* What you are asked to do: List every line of the material that contains the string "blue". Case counts.
▼
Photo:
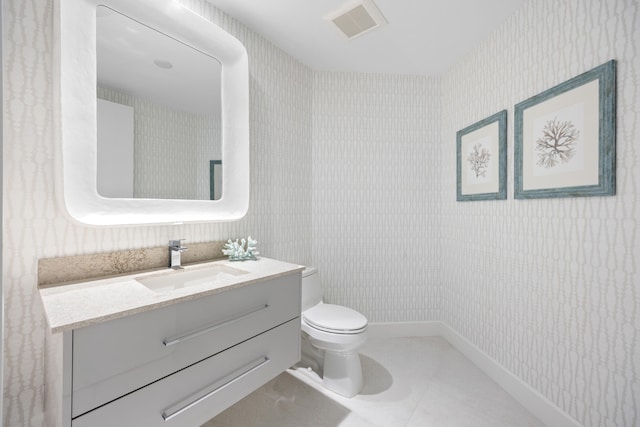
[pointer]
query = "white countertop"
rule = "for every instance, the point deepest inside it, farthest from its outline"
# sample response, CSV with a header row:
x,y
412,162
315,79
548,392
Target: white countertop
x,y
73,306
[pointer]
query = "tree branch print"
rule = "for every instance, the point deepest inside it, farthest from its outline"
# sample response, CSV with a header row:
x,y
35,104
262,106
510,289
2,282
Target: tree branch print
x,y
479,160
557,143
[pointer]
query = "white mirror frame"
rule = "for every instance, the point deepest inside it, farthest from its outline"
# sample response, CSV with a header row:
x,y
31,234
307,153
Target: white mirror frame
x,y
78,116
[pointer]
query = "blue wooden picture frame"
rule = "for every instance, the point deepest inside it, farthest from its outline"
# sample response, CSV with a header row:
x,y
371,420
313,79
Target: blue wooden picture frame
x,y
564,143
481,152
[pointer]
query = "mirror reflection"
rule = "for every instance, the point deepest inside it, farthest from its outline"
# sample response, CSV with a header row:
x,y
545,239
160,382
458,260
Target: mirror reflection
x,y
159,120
▲
* Solution below:
query = "blue wooden picture frame"
Target: blue wooden picture frame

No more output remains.